WHAT IS NEEDED: Please turn the material below into a numbered list, leaving out any blank lines.
==============================
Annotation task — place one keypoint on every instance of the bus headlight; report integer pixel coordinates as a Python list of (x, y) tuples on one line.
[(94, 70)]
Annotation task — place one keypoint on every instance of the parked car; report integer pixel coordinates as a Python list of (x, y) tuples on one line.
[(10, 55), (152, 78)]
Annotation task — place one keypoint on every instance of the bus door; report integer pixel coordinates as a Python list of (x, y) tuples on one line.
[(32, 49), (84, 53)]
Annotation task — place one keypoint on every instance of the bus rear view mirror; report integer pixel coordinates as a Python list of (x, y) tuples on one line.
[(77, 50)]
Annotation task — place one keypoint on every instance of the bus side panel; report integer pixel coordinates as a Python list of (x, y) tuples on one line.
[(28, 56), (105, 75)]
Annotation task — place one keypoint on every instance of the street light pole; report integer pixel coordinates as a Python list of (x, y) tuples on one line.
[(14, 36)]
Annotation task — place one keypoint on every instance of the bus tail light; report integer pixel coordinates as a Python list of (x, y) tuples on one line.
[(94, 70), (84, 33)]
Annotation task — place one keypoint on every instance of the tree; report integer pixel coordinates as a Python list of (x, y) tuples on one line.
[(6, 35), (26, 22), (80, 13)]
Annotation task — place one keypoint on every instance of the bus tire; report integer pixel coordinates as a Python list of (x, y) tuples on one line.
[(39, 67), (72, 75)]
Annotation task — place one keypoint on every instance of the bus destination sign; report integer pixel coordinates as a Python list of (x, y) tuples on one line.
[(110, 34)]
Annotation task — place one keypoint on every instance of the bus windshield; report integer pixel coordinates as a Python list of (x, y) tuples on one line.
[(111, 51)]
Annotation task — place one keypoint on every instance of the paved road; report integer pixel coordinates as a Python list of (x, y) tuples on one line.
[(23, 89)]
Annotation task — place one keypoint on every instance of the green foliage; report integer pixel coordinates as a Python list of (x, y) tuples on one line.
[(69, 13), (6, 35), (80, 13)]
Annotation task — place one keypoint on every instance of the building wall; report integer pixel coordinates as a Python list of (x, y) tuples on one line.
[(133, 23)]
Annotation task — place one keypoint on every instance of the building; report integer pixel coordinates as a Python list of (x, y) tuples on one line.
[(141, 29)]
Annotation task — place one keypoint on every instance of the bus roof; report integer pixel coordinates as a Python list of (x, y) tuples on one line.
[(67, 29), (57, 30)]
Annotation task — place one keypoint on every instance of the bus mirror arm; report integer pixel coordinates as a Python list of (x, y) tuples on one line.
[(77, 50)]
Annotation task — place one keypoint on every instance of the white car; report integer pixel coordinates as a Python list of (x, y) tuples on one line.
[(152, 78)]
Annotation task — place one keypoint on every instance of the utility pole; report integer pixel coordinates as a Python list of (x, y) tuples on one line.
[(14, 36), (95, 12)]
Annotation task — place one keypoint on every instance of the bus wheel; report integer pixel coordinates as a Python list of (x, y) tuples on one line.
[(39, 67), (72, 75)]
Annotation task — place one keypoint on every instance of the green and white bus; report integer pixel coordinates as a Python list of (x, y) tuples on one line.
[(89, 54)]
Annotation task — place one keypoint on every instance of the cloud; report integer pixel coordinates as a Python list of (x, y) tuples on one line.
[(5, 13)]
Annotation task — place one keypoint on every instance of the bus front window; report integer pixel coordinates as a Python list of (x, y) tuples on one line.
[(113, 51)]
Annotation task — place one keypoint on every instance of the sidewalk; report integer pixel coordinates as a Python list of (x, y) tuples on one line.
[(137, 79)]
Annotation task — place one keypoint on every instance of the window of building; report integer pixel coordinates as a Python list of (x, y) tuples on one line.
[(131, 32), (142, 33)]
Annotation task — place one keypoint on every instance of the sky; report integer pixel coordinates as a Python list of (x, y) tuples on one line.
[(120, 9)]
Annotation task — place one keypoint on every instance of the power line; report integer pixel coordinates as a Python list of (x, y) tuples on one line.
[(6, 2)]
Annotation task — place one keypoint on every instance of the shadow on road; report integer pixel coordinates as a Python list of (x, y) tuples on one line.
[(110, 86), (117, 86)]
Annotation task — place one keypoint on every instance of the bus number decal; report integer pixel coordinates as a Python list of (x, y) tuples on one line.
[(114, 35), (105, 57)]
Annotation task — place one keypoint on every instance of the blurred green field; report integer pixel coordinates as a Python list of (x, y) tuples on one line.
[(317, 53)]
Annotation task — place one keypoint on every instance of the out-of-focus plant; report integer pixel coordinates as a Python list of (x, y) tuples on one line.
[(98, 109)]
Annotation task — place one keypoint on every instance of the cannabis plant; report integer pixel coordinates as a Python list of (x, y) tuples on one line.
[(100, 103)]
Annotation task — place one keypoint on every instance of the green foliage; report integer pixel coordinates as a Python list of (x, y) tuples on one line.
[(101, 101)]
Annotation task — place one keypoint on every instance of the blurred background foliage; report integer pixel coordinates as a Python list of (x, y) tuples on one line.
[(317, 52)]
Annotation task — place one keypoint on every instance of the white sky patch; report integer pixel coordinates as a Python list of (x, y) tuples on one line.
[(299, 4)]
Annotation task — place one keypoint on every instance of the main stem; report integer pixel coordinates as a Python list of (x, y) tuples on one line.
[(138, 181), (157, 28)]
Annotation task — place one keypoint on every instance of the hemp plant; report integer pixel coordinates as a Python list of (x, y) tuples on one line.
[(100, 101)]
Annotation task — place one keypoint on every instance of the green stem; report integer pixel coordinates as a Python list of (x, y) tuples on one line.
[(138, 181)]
==============================
SOLVED PROBLEM:
1. Annotation task — place one keypoint on every instance of the bus headlight; report integer pixel coordinates as a Python list of (x, y) tuples on one line.
2. [(94, 70)]
3. Annotation task — place one keypoint on every instance of the parked car; report integer pixel coordinates as a Python list of (x, y) tuples on one line.
4. [(10, 55), (152, 78)]
5. Annotation task — place one keypoint on every instance of the bus door; report integer pixel coordinates as a Python list of (x, y) tuples on one line.
6. [(32, 49), (84, 53)]
7. Annotation task — place one keypoint on every instance of the bus rear view mirror; report integer pixel coordinates as a Python list of (x, y) tuples on one line.
8. [(77, 50)]
9. Annotation task — place one keypoint on every instance of the bus side panel; report integer pixel coordinates as a Python list of (x, y) tuples on one line.
10. [(28, 56), (105, 75)]
11. Annotation task — place one keypoint on every instance of the street light pole; report integer pixel coordinates as a Python list of (x, y) tuples on one line.
12. [(14, 36)]
13. Annotation task — place one keypoint on every instance of the bus tail light; report integer pixel coordinates as a Python list of (x, y) tuples on one line.
14. [(94, 70), (84, 33)]
15. Annotation task — place one keypoint on every instance of the tree; report integer pixel coordinates as a Python list of (x, y) tuples on one line.
16. [(6, 35), (26, 22), (80, 13)]
17. Annotation task — place one keypoint on every instance of the bus tire; report integer pixel coordinates as a Python list of (x, y) tuples on one line.
18. [(39, 67), (72, 75)]
19. Annotation task — place one keypoint on every instance of the bus destination sign; report integer pixel coordinates as a Python list of (x, y) tuples on one line.
20. [(110, 34)]
21. Annotation task — place one keypoint on every instance of the bus windshield; report integer pixel coordinates as a Python list of (x, y) tuples on one line.
22. [(111, 51)]
23. Annotation task — place one keypoint on every instance of the paved road; report integer pixel coordinates as a Python list of (x, y) tuples on one line.
24. [(23, 89)]
25. Annotation task — place one keypoint on every instance of the green foliage; report integer pixel coordinates as a Python list of (x, y) tuples on one line.
26. [(69, 13), (6, 35), (80, 13)]
27. Annotation task — place one keypoint on every instance of the building wall; report integer pixel coordinates as a Python list of (x, y) tuples on one line.
28. [(133, 23)]
29. Annotation task — place one keypoint on every instance of the building; report integer pixel coordinates as a Python list of (x, y) tuples on one line.
30. [(141, 29)]
31. Annotation task — place one keypoint on every instance of the bus roof; report integer pixel coordinates as a Python list of (x, y) tuples on one line.
32. [(67, 29), (57, 30)]
33. Annotation task — place one keypoint on every instance of the bus mirror arm; report integer pixel coordinates as a Python list of (x, y) tuples on one line.
34. [(77, 50)]
35. Annotation task — place one keypoint on every instance of the white car; report integer pixel coordinates as a Python list of (x, y) tuples on one line.
36. [(152, 78)]
37. Annotation task — place one keypoint on every instance of the utility pole; report integer pixel coordinates as a Python list of (x, y) tuples on one line.
38. [(14, 36), (95, 12)]
39. Annotation task — place one keypoint on every instance of the bus wheel; report integer pixel coordinates as a Python list of (x, y) tuples on one line.
40. [(39, 67), (72, 75)]
41. Annotation task — place one keypoint on every instance of the green and white bus; report integer pixel coordinates as a Python list of (x, y) tuples on one line.
42. [(89, 54)]
43. Annotation task — place one keypoint on every instance of the cloud; report integer pixel coordinates as a Python list of (x, y) tuples on one line.
44. [(5, 13)]
45. Annotation task — place one keypoint on every instance of the bus front window; report integer pixel coordinates as a Python list of (x, y) tuples on one line.
46. [(113, 51)]
47. Annotation task — place one keypoint on every instance of the sidewalk; report integer pixel coordinates as a Python list of (x, y) tuples on one line.
48. [(137, 79)]
49. Annotation task — place one keypoint on every instance of the window of building; report integer pixel coordinates as a Python list of (x, y) tuples on one line.
50. [(131, 32), (142, 33)]
51. Annotation task — place one keypoint on every instance of the sky; report integer pixel coordinates as a Python list of (x, y) tuples on one line.
52. [(120, 9)]
53. Annotation task — place one keypoint on every instance of the power line; report integer pixel coordinates as a Python list of (x, y) tuples on one line.
54. [(6, 2)]
55. Annotation task — place one keypoint on every instance of the shadow on road; report integer pixel coordinates as a Python list of (x, y) tuples on one line.
56. [(110, 86), (117, 86)]
57. Annotation task — place one keypoint on every instance of the bus number decal; report integer pixel coordinates as a Python list of (x, y) tuples on one line.
58. [(114, 35), (105, 57)]
59. Annotation task — place one keypoint on every instance of the blurred green field; report integer pixel coordinates as a Python list of (x, y) tuples on one line.
60. [(317, 53)]
61. Annotation task — place one keypoint on every instance of the out-of-focus plant; report integer pixel coordinates as a Python list of (x, y) tuples on one line.
62. [(98, 109)]
63. Annotation task — place one keypoint on every instance of the cannabis plant; report integer pixel coordinates as a Python list of (x, y) tuples on one line.
64. [(100, 103)]
65. Annotation task — place one keypoint on every instance of the green foliage; report integer pixel coordinates as a Python list of (x, y) tuples on one line.
66. [(101, 101)]
67. Annotation task — place one keypoint on every instance of the blurred background foliage; report integer pixel coordinates as a Python list of (x, y) tuples on one line.
68. [(317, 52)]
69. Annotation task — place one keypoint on every instance of the white sky patch; report integer pixel coordinates as a Python list of (x, y) tuples on one line.
70. [(299, 4)]
71. Annotation task — place one keypoint on every instance of the main stem; report integer pixel coordinates as a Python list of (x, y) tuples on one line.
72. [(138, 181), (157, 28)]
73. Annotation task — place one keypoint on every instance of the hemp plant; report integer pixel coordinates as a Python list of (x, y) tuples on one line.
74. [(100, 101)]
75. Annotation task — place one keypoint on every instance of the green stem; report integer pixel coordinates as a Python list of (x, y) tuples on one line.
76. [(138, 181)]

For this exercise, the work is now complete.